INPUT:
::::::::::
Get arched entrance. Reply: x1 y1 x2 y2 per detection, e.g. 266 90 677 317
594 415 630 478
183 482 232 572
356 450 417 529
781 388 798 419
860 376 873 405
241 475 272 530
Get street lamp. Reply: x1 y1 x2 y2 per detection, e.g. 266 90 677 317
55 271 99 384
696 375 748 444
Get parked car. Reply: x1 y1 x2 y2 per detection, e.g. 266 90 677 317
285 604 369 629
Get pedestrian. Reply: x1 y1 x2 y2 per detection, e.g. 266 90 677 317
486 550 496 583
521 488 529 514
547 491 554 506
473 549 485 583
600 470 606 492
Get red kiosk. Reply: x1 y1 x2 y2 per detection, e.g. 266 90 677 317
::::::::::
Print the records above in full, exactly.

RESPONSE:
Get arched entrance. Reply: x1 y1 x2 y2 per detection, e.g. 266 90 677 317
594 415 630 478
183 482 232 572
356 450 417 529
781 388 798 419
860 376 873 405
241 475 272 530
Get street lamp. Reply: x1 y1 x2 y2 per detection, e.g. 266 90 677 317
55 271 99 384
696 375 748 444
Get parked car. Reply: x1 y1 x2 y2 per detection, e.g. 266 90 677 317
285 604 369 629
Get pedestrian. Reply: x1 y1 x2 y2 per detection, e.g. 266 90 677 317
486 550 496 583
521 488 529 514
547 491 554 506
473 549 485 583
600 470 606 492
Get red kiosk. Reply: x1 y1 x2 y2 per detection, e.g. 266 90 677 317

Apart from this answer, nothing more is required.